__DESCRIPTION OF THE TASK__.
Using the records below, filter for lines that contain the string "fabric" and copy them out.

##### DATA SHOWN #####

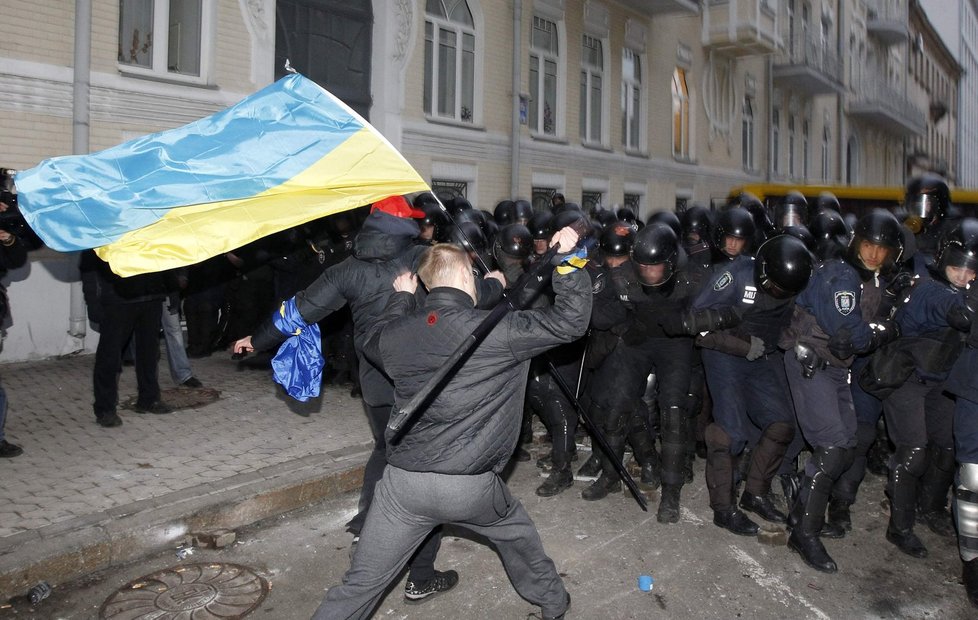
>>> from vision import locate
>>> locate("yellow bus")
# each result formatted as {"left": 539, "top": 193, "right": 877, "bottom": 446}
{"left": 724, "top": 183, "right": 978, "bottom": 218}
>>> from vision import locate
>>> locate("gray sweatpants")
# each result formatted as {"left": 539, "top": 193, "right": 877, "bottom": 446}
{"left": 312, "top": 465, "right": 568, "bottom": 620}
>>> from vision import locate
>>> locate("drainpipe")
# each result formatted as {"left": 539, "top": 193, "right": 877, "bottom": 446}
{"left": 68, "top": 0, "right": 91, "bottom": 342}
{"left": 511, "top": 0, "right": 522, "bottom": 198}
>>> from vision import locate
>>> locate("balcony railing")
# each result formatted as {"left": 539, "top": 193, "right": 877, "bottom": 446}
{"left": 616, "top": 0, "right": 699, "bottom": 15}
{"left": 702, "top": 0, "right": 781, "bottom": 57}
{"left": 866, "top": 0, "right": 908, "bottom": 46}
{"left": 848, "top": 76, "right": 926, "bottom": 136}
{"left": 773, "top": 34, "right": 844, "bottom": 95}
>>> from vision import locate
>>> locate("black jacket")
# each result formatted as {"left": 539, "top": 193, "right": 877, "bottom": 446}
{"left": 364, "top": 266, "right": 592, "bottom": 475}
{"left": 252, "top": 211, "right": 503, "bottom": 406}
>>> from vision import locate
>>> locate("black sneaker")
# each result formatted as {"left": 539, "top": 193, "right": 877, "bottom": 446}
{"left": 181, "top": 377, "right": 203, "bottom": 388}
{"left": 133, "top": 400, "right": 172, "bottom": 414}
{"left": 404, "top": 569, "right": 459, "bottom": 604}
{"left": 96, "top": 413, "right": 123, "bottom": 427}
{"left": 0, "top": 440, "right": 23, "bottom": 458}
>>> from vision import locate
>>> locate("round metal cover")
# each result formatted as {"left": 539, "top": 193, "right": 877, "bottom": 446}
{"left": 99, "top": 563, "right": 268, "bottom": 619}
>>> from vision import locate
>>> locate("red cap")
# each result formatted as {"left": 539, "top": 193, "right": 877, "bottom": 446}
{"left": 371, "top": 195, "right": 426, "bottom": 219}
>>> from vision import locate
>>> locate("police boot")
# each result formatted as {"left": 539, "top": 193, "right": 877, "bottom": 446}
{"left": 821, "top": 497, "right": 851, "bottom": 539}
{"left": 779, "top": 471, "right": 802, "bottom": 510}
{"left": 627, "top": 416, "right": 661, "bottom": 491}
{"left": 536, "top": 467, "right": 573, "bottom": 497}
{"left": 657, "top": 485, "right": 682, "bottom": 524}
{"left": 582, "top": 432, "right": 625, "bottom": 501}
{"left": 917, "top": 447, "right": 955, "bottom": 538}
{"left": 786, "top": 447, "right": 850, "bottom": 573}
{"left": 705, "top": 424, "right": 758, "bottom": 536}
{"left": 739, "top": 422, "right": 793, "bottom": 524}
{"left": 577, "top": 453, "right": 602, "bottom": 478}
{"left": 885, "top": 446, "right": 928, "bottom": 558}
{"left": 965, "top": 559, "right": 978, "bottom": 609}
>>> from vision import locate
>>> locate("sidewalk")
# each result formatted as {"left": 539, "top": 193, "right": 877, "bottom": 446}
{"left": 0, "top": 349, "right": 372, "bottom": 600}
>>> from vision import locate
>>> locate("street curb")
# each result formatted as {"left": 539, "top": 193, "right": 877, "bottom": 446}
{"left": 0, "top": 442, "right": 371, "bottom": 600}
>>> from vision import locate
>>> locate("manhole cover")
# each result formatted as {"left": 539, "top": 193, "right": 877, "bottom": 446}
{"left": 122, "top": 387, "right": 221, "bottom": 412}
{"left": 99, "top": 563, "right": 267, "bottom": 619}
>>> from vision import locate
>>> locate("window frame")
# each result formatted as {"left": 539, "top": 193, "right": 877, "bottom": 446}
{"left": 579, "top": 33, "right": 607, "bottom": 146}
{"left": 529, "top": 14, "right": 564, "bottom": 138}
{"left": 621, "top": 48, "right": 644, "bottom": 153}
{"left": 117, "top": 0, "right": 215, "bottom": 85}
{"left": 424, "top": 0, "right": 482, "bottom": 126}
{"left": 742, "top": 96, "right": 755, "bottom": 172}
{"left": 672, "top": 67, "right": 691, "bottom": 160}
{"left": 772, "top": 107, "right": 781, "bottom": 176}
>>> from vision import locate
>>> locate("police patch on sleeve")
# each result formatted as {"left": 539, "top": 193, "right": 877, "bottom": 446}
{"left": 834, "top": 291, "right": 856, "bottom": 316}
{"left": 714, "top": 271, "right": 734, "bottom": 291}
{"left": 592, "top": 273, "right": 606, "bottom": 294}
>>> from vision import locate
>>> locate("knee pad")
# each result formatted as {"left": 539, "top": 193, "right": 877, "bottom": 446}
{"left": 705, "top": 423, "right": 731, "bottom": 451}
{"left": 811, "top": 446, "right": 850, "bottom": 480}
{"left": 761, "top": 421, "right": 794, "bottom": 446}
{"left": 660, "top": 406, "right": 686, "bottom": 441}
{"left": 892, "top": 445, "right": 928, "bottom": 478}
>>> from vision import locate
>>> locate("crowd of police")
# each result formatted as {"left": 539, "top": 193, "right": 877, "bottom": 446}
{"left": 397, "top": 175, "right": 978, "bottom": 610}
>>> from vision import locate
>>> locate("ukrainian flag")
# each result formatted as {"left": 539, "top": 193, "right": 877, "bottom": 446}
{"left": 15, "top": 74, "right": 429, "bottom": 276}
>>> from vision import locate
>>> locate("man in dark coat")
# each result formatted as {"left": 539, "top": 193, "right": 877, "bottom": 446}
{"left": 312, "top": 228, "right": 589, "bottom": 620}
{"left": 0, "top": 199, "right": 27, "bottom": 456}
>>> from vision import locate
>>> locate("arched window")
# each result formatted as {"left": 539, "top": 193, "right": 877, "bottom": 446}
{"left": 530, "top": 14, "right": 560, "bottom": 135}
{"left": 622, "top": 49, "right": 642, "bottom": 150}
{"left": 672, "top": 68, "right": 690, "bottom": 158}
{"left": 424, "top": 0, "right": 476, "bottom": 123}
{"left": 580, "top": 34, "right": 604, "bottom": 143}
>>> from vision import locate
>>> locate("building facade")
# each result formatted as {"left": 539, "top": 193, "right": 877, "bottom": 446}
{"left": 0, "top": 0, "right": 956, "bottom": 361}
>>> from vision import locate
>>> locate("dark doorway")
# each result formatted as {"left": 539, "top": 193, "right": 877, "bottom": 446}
{"left": 275, "top": 0, "right": 373, "bottom": 119}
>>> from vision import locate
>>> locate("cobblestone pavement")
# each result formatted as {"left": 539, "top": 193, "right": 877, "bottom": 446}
{"left": 0, "top": 350, "right": 370, "bottom": 539}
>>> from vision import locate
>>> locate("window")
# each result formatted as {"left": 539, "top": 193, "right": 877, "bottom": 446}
{"left": 624, "top": 193, "right": 642, "bottom": 214}
{"left": 532, "top": 187, "right": 557, "bottom": 213}
{"left": 742, "top": 97, "right": 755, "bottom": 171}
{"left": 672, "top": 68, "right": 690, "bottom": 159}
{"left": 622, "top": 49, "right": 642, "bottom": 151}
{"left": 431, "top": 179, "right": 468, "bottom": 203}
{"left": 118, "top": 0, "right": 209, "bottom": 80}
{"left": 424, "top": 0, "right": 476, "bottom": 123}
{"left": 772, "top": 108, "right": 781, "bottom": 175}
{"left": 580, "top": 34, "right": 603, "bottom": 143}
{"left": 582, "top": 190, "right": 603, "bottom": 215}
{"left": 788, "top": 115, "right": 796, "bottom": 177}
{"left": 530, "top": 16, "right": 560, "bottom": 136}
{"left": 802, "top": 119, "right": 810, "bottom": 179}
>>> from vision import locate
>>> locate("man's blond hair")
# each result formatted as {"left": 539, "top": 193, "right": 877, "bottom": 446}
{"left": 417, "top": 243, "right": 471, "bottom": 289}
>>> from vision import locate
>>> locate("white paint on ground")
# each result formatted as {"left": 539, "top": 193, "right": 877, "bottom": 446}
{"left": 679, "top": 507, "right": 705, "bottom": 525}
{"left": 728, "top": 545, "right": 830, "bottom": 620}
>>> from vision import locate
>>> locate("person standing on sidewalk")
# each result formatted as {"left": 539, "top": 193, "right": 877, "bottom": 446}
{"left": 0, "top": 197, "right": 27, "bottom": 457}
{"left": 312, "top": 229, "right": 588, "bottom": 620}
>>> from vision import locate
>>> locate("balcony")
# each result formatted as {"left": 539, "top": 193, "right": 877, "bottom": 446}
{"left": 773, "top": 35, "right": 844, "bottom": 96}
{"left": 616, "top": 0, "right": 699, "bottom": 15}
{"left": 866, "top": 0, "right": 908, "bottom": 46}
{"left": 702, "top": 0, "right": 781, "bottom": 57}
{"left": 848, "top": 78, "right": 926, "bottom": 136}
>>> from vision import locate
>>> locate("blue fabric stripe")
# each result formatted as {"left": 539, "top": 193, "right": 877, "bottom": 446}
{"left": 16, "top": 74, "right": 363, "bottom": 251}
{"left": 271, "top": 298, "right": 324, "bottom": 402}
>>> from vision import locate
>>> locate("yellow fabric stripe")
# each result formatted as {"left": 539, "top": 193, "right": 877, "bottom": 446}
{"left": 96, "top": 127, "right": 429, "bottom": 277}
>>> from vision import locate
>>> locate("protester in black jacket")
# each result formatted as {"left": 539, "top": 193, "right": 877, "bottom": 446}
{"left": 312, "top": 227, "right": 589, "bottom": 620}
{"left": 0, "top": 204, "right": 27, "bottom": 457}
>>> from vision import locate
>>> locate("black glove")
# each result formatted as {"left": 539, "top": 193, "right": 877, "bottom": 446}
{"left": 679, "top": 306, "right": 741, "bottom": 335}
{"left": 827, "top": 327, "right": 854, "bottom": 359}
{"left": 864, "top": 319, "right": 901, "bottom": 354}
{"left": 746, "top": 336, "right": 765, "bottom": 361}
{"left": 882, "top": 270, "right": 914, "bottom": 305}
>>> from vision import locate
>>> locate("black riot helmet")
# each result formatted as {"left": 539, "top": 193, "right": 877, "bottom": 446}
{"left": 415, "top": 201, "right": 450, "bottom": 242}
{"left": 679, "top": 205, "right": 712, "bottom": 242}
{"left": 528, "top": 211, "right": 553, "bottom": 240}
{"left": 847, "top": 209, "right": 904, "bottom": 275}
{"left": 936, "top": 218, "right": 978, "bottom": 277}
{"left": 775, "top": 191, "right": 809, "bottom": 229}
{"left": 754, "top": 235, "right": 814, "bottom": 299}
{"left": 599, "top": 223, "right": 635, "bottom": 257}
{"left": 631, "top": 223, "right": 680, "bottom": 286}
{"left": 808, "top": 209, "right": 851, "bottom": 261}
{"left": 647, "top": 211, "right": 683, "bottom": 240}
{"left": 815, "top": 191, "right": 841, "bottom": 214}
{"left": 780, "top": 225, "right": 815, "bottom": 253}
{"left": 713, "top": 207, "right": 756, "bottom": 258}
{"left": 550, "top": 208, "right": 590, "bottom": 237}
{"left": 904, "top": 173, "right": 951, "bottom": 234}
{"left": 617, "top": 207, "right": 637, "bottom": 224}
{"left": 449, "top": 220, "right": 488, "bottom": 260}
{"left": 447, "top": 197, "right": 474, "bottom": 218}
{"left": 593, "top": 208, "right": 618, "bottom": 229}
{"left": 493, "top": 223, "right": 533, "bottom": 261}
{"left": 493, "top": 200, "right": 517, "bottom": 226}
{"left": 513, "top": 200, "right": 534, "bottom": 225}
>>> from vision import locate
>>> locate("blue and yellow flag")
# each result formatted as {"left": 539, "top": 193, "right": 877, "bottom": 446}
{"left": 15, "top": 74, "right": 430, "bottom": 276}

#####

__RESPONSE TO THIS TASK__.
>>> locate("blue fabric stripe")
>>> locate("yellow fabric stripe")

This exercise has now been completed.